--- Begin Data in this exercise ---

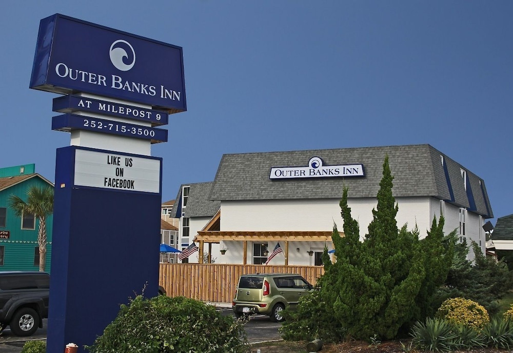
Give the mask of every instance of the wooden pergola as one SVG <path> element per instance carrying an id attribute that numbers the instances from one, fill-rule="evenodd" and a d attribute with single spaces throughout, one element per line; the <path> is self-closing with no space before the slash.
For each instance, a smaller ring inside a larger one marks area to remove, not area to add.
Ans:
<path id="1" fill-rule="evenodd" d="M 213 220 L 213 219 L 212 219 Z M 207 226 L 204 229 L 208 229 Z M 200 243 L 199 251 L 203 253 L 205 243 L 208 243 L 209 259 L 211 258 L 213 243 L 221 241 L 244 242 L 243 254 L 244 265 L 247 264 L 248 242 L 281 241 L 285 244 L 283 251 L 285 258 L 285 265 L 288 265 L 288 242 L 331 241 L 331 231 L 221 231 L 219 230 L 202 230 L 198 233 L 194 241 Z M 343 234 L 341 236 L 343 237 Z M 200 263 L 203 263 L 203 257 L 200 256 Z"/>

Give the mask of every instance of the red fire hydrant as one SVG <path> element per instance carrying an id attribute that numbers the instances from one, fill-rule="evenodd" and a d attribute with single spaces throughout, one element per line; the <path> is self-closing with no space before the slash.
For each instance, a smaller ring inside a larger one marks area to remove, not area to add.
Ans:
<path id="1" fill-rule="evenodd" d="M 66 345 L 66 349 L 64 350 L 64 353 L 76 353 L 78 349 L 78 346 L 74 343 L 68 343 Z"/>

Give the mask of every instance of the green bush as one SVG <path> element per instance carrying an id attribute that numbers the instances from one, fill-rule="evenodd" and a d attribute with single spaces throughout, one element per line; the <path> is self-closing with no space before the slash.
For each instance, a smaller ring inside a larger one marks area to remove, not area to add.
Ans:
<path id="1" fill-rule="evenodd" d="M 513 322 L 510 320 L 492 318 L 481 334 L 488 346 L 508 350 L 513 347 Z"/>
<path id="2" fill-rule="evenodd" d="M 21 353 L 46 353 L 46 341 L 29 341 L 24 345 Z"/>
<path id="3" fill-rule="evenodd" d="M 92 353 L 239 353 L 248 345 L 241 322 L 211 305 L 183 297 L 138 296 L 121 305 L 116 319 L 86 348 Z"/>
<path id="4" fill-rule="evenodd" d="M 450 352 L 458 349 L 458 337 L 452 325 L 441 319 L 427 319 L 411 329 L 412 342 L 417 348 L 432 352 Z"/>
<path id="5" fill-rule="evenodd" d="M 436 317 L 444 319 L 455 326 L 464 325 L 479 330 L 490 321 L 482 305 L 462 298 L 451 298 L 442 303 Z"/>
<path id="6" fill-rule="evenodd" d="M 286 341 L 310 341 L 315 339 L 324 342 L 338 342 L 342 341 L 346 330 L 335 324 L 332 311 L 327 310 L 321 300 L 319 283 L 307 296 L 299 300 L 297 309 L 283 311 L 285 321 L 279 331 Z"/>
<path id="7" fill-rule="evenodd" d="M 513 304 L 509 307 L 509 309 L 502 314 L 502 317 L 504 320 L 513 321 Z"/>

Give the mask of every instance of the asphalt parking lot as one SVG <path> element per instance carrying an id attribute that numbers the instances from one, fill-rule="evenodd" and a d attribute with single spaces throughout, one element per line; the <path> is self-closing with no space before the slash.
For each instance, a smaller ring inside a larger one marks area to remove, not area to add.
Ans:
<path id="1" fill-rule="evenodd" d="M 220 309 L 223 315 L 232 315 L 231 308 Z M 40 328 L 30 337 L 17 337 L 13 335 L 8 326 L 0 334 L 0 353 L 21 353 L 27 341 L 46 340 L 48 320 L 43 320 L 43 327 Z M 246 333 L 250 343 L 276 341 L 281 339 L 278 328 L 282 324 L 272 322 L 268 316 L 254 316 L 245 325 Z M 64 347 L 63 347 L 63 351 Z"/>

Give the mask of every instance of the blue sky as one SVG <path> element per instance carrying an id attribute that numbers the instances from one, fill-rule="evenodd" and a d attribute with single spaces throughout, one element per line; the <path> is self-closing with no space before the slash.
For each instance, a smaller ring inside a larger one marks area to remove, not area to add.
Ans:
<path id="1" fill-rule="evenodd" d="M 54 181 L 52 99 L 31 90 L 39 22 L 61 13 L 183 48 L 163 201 L 223 153 L 428 143 L 513 213 L 513 2 L 4 0 L 0 167 Z M 492 220 L 495 224 L 495 220 Z"/>

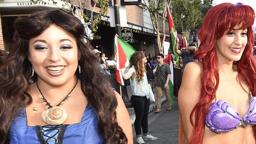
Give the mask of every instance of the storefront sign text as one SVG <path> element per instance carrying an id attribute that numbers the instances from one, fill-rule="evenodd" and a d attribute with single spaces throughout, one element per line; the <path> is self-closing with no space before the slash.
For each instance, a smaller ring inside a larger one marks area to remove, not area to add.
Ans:
<path id="1" fill-rule="evenodd" d="M 121 37 L 125 41 L 128 42 L 132 38 L 132 32 L 129 29 L 123 29 L 121 30 Z"/>

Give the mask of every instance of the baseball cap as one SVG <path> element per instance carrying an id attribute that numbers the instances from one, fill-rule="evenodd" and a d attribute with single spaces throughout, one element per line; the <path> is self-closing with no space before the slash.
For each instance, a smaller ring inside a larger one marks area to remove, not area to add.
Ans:
<path id="1" fill-rule="evenodd" d="M 96 53 L 98 53 L 98 52 L 99 53 L 101 53 L 101 52 L 99 51 L 99 50 L 98 50 L 97 49 L 94 49 L 94 50 L 93 50 L 93 52 L 94 52 L 95 53 L 95 54 L 96 54 Z"/>

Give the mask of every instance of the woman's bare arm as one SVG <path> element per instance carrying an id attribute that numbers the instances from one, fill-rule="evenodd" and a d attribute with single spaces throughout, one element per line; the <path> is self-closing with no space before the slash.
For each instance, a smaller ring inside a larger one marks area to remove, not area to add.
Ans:
<path id="1" fill-rule="evenodd" d="M 190 116 L 200 97 L 202 69 L 201 64 L 199 63 L 187 64 L 183 72 L 179 91 L 178 104 L 186 141 L 191 136 L 193 129 Z M 194 116 L 193 120 L 194 122 Z"/>

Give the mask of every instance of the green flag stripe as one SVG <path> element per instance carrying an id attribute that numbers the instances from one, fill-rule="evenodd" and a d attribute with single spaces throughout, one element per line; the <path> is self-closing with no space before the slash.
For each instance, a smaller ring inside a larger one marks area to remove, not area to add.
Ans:
<path id="1" fill-rule="evenodd" d="M 169 80 L 169 91 L 170 92 L 170 95 L 171 95 L 171 103 L 172 105 L 173 104 L 173 101 L 174 100 L 174 87 L 173 87 L 173 83 L 172 83 L 172 82 L 171 81 L 171 80 Z"/>
<path id="2" fill-rule="evenodd" d="M 174 61 L 176 61 L 177 62 L 177 64 L 179 65 L 179 55 L 176 53 L 175 52 L 175 45 L 176 44 L 175 44 L 175 41 L 176 40 L 175 39 L 175 36 L 174 35 L 174 33 L 175 33 L 175 31 L 174 30 L 174 28 L 173 27 L 172 28 L 172 31 L 171 31 L 171 37 L 172 39 L 172 44 L 173 45 L 173 53 L 174 53 L 174 55 L 175 55 L 175 58 L 174 58 Z"/>

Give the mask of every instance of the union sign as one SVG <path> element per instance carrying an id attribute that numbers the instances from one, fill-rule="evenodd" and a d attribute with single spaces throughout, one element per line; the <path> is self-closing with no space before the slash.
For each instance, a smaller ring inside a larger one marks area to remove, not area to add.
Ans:
<path id="1" fill-rule="evenodd" d="M 121 30 L 121 37 L 126 42 L 128 42 L 132 38 L 132 32 L 129 29 L 123 29 Z"/>

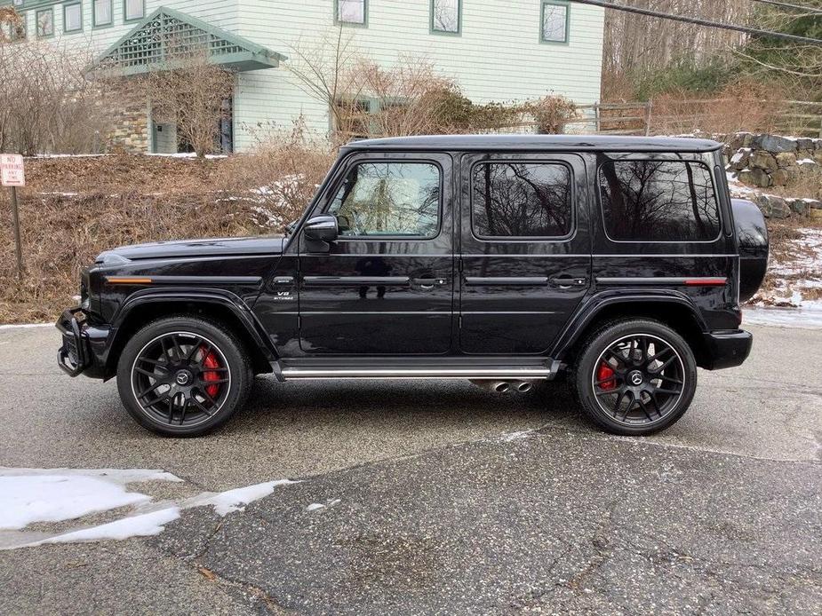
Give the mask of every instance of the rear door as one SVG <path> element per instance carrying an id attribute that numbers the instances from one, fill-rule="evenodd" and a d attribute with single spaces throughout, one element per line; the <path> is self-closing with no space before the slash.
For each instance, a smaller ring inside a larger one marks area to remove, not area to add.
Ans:
<path id="1" fill-rule="evenodd" d="M 584 160 L 465 154 L 460 183 L 460 349 L 547 352 L 591 284 Z"/>

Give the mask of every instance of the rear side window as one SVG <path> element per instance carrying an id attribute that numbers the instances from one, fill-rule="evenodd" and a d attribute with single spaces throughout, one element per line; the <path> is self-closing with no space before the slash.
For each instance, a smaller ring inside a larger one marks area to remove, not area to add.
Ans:
<path id="1" fill-rule="evenodd" d="M 477 237 L 567 236 L 573 223 L 571 170 L 555 162 L 478 164 L 471 207 Z"/>
<path id="2" fill-rule="evenodd" d="M 611 161 L 599 170 L 611 240 L 704 241 L 719 236 L 711 172 L 688 161 Z"/>

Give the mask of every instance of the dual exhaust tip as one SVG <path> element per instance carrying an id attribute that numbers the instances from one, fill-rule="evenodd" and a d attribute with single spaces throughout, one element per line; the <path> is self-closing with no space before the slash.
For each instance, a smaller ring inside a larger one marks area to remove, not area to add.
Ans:
<path id="1" fill-rule="evenodd" d="M 534 388 L 530 381 L 471 381 L 477 387 L 494 393 L 528 393 Z"/>

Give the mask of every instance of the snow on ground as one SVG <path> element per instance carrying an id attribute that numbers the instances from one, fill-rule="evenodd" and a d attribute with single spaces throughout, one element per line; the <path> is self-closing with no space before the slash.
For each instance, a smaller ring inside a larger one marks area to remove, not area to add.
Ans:
<path id="1" fill-rule="evenodd" d="M 162 470 L 140 469 L 9 469 L 0 468 L 0 549 L 68 543 L 123 540 L 162 533 L 183 509 L 213 507 L 219 516 L 243 511 L 271 494 L 290 479 L 267 481 L 226 492 L 204 492 L 196 496 L 154 502 L 150 496 L 127 492 L 126 484 L 182 479 Z M 132 510 L 113 522 L 80 526 L 62 533 L 21 530 L 37 522 L 62 522 L 110 511 Z"/>
<path id="2" fill-rule="evenodd" d="M 752 325 L 770 325 L 783 328 L 807 329 L 822 328 L 822 302 L 812 302 L 802 308 L 746 308 L 743 327 Z"/>
<path id="3" fill-rule="evenodd" d="M 800 228 L 768 265 L 771 286 L 750 302 L 747 322 L 822 327 L 822 229 Z"/>
<path id="4" fill-rule="evenodd" d="M 150 500 L 121 486 L 77 475 L 0 477 L 0 530 L 62 522 Z"/>
<path id="5" fill-rule="evenodd" d="M 148 537 L 160 534 L 165 525 L 180 517 L 180 509 L 168 507 L 159 511 L 151 511 L 138 516 L 122 517 L 119 520 L 101 524 L 91 528 L 64 533 L 38 541 L 27 543 L 26 548 L 34 548 L 44 543 L 77 543 L 80 541 L 100 541 L 105 540 L 123 541 L 131 537 Z"/>
<path id="6" fill-rule="evenodd" d="M 290 479 L 278 479 L 267 481 L 263 484 L 238 487 L 227 492 L 204 492 L 202 494 L 188 499 L 182 503 L 183 509 L 211 505 L 219 516 L 227 516 L 232 511 L 244 511 L 245 506 L 254 501 L 268 496 L 278 486 L 297 484 L 299 481 Z"/>

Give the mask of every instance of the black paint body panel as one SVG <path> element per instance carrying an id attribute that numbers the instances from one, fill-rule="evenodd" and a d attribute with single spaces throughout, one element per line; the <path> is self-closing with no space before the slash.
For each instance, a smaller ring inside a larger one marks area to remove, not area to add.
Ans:
<path id="1" fill-rule="evenodd" d="M 603 311 L 618 305 L 682 311 L 705 336 L 706 367 L 737 365 L 750 338 L 738 330 L 740 248 L 719 147 L 698 139 L 547 136 L 350 144 L 290 238 L 159 242 L 100 255 L 83 279 L 92 364 L 86 374 L 111 375 L 111 351 L 122 344 L 118 332 L 152 305 L 167 306 L 168 313 L 219 308 L 275 371 L 279 361 L 344 363 L 346 358 L 562 360 Z M 720 236 L 694 242 L 611 240 L 595 178 L 603 161 L 632 157 L 707 166 L 721 206 Z M 324 246 L 306 241 L 306 220 L 327 211 L 347 172 L 363 160 L 424 161 L 441 169 L 435 237 L 340 237 Z M 471 168 L 495 160 L 567 166 L 571 233 L 555 239 L 476 237 Z"/>

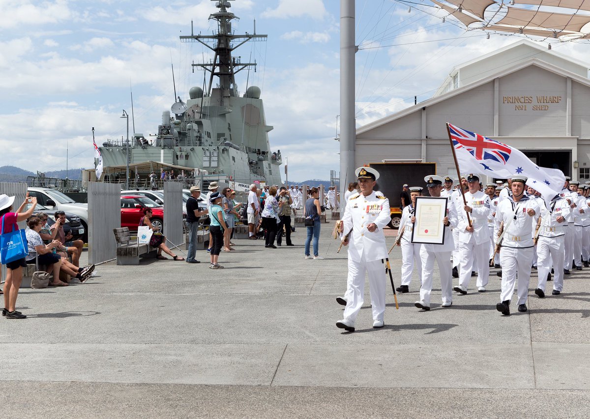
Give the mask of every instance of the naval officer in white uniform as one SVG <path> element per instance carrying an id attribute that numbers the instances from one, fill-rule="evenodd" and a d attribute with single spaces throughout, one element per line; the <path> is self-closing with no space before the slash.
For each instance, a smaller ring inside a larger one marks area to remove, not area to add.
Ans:
<path id="1" fill-rule="evenodd" d="M 349 198 L 338 229 L 344 244 L 348 245 L 348 286 L 350 289 L 346 291 L 344 318 L 336 325 L 348 332 L 354 332 L 355 320 L 363 305 L 365 273 L 369 274 L 373 327 L 378 329 L 384 326 L 386 282 L 384 260 L 387 258 L 387 247 L 383 229 L 391 221 L 389 200 L 373 191 L 379 172 L 372 168 L 360 167 L 355 174 L 360 194 Z"/>
<path id="2" fill-rule="evenodd" d="M 442 191 L 442 181 L 440 176 L 432 175 L 424 178 L 430 196 L 441 197 Z M 451 270 L 451 253 L 455 249 L 451 228 L 457 225 L 457 210 L 451 202 L 450 197 L 447 198 L 447 214 L 441 222 L 444 227 L 444 240 L 442 244 L 424 244 L 420 250 L 422 258 L 422 286 L 420 287 L 420 300 L 414 305 L 419 309 L 430 310 L 430 294 L 432 290 L 432 276 L 434 273 L 434 260 L 438 264 L 441 277 L 441 292 L 442 307 L 453 305 L 453 276 Z M 427 200 L 428 198 L 420 198 Z M 428 201 L 427 201 L 427 202 Z"/>
<path id="3" fill-rule="evenodd" d="M 401 284 L 395 289 L 398 293 L 409 292 L 409 283 L 412 281 L 412 273 L 414 271 L 415 263 L 418 270 L 418 277 L 420 280 L 421 285 L 422 284 L 422 259 L 420 257 L 422 245 L 419 243 L 412 243 L 416 198 L 420 196 L 422 189 L 420 186 L 412 186 L 409 188 L 409 195 L 412 202 L 404 208 L 402 211 L 402 218 L 399 221 L 399 229 L 398 230 L 398 236 L 395 239 L 398 241 L 401 235 L 401 239 L 399 240 L 398 244 L 402 248 Z"/>
<path id="4" fill-rule="evenodd" d="M 490 229 L 487 219 L 491 214 L 490 197 L 480 191 L 479 177 L 474 174 L 467 176 L 469 190 L 465 192 L 465 200 L 460 211 L 457 211 L 459 222 L 457 239 L 460 257 L 459 285 L 453 289 L 460 294 L 467 294 L 471 271 L 477 266 L 477 290 L 486 291 L 490 276 Z M 461 202 L 463 204 L 463 202 Z M 467 214 L 469 214 L 469 220 Z M 469 221 L 471 225 L 470 227 Z"/>
<path id="5" fill-rule="evenodd" d="M 502 285 L 500 302 L 496 309 L 505 316 L 510 315 L 510 300 L 514 292 L 518 273 L 518 310 L 526 312 L 529 294 L 530 266 L 533 261 L 533 222 L 532 217 L 538 217 L 537 200 L 525 194 L 526 176 L 513 177 L 512 191 L 507 199 L 498 205 L 496 222 L 504 222 L 504 236 L 500 249 L 500 264 L 502 266 Z"/>

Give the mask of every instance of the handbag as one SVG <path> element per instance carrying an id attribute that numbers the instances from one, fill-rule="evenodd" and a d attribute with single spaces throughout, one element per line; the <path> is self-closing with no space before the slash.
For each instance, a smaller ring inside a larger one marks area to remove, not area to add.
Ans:
<path id="1" fill-rule="evenodd" d="M 24 230 L 19 230 L 16 222 L 11 233 L 4 233 L 4 217 L 0 218 L 0 263 L 6 264 L 22 259 L 29 254 L 29 245 Z"/>
<path id="2" fill-rule="evenodd" d="M 31 280 L 31 287 L 35 289 L 47 288 L 49 286 L 49 274 L 44 271 L 36 271 L 33 273 Z"/>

--- End Data in this exercise ---

Stated problem:
Set down only these lines, exactly: the line containing "Give the mask of every instance of the handbag" and each line after it, through the end of the listing.

Problem solution:
Give the mask of every instance of the handbag as one SVG <path> element per instance carrying an id attribute that numbers the instances from one, fill-rule="evenodd" and a d attribute with single spaces throughout, one element per line; the <path> is self-closing with no space before the slash.
For each instance, a smaller ring inside a larger one marks area to remove, not area to add.
Ans:
<path id="1" fill-rule="evenodd" d="M 24 230 L 19 230 L 16 222 L 11 233 L 4 233 L 4 217 L 0 218 L 0 263 L 6 264 L 22 259 L 29 254 L 29 245 Z"/>
<path id="2" fill-rule="evenodd" d="M 31 280 L 31 287 L 35 289 L 47 288 L 49 286 L 49 274 L 44 271 L 36 271 L 33 273 Z"/>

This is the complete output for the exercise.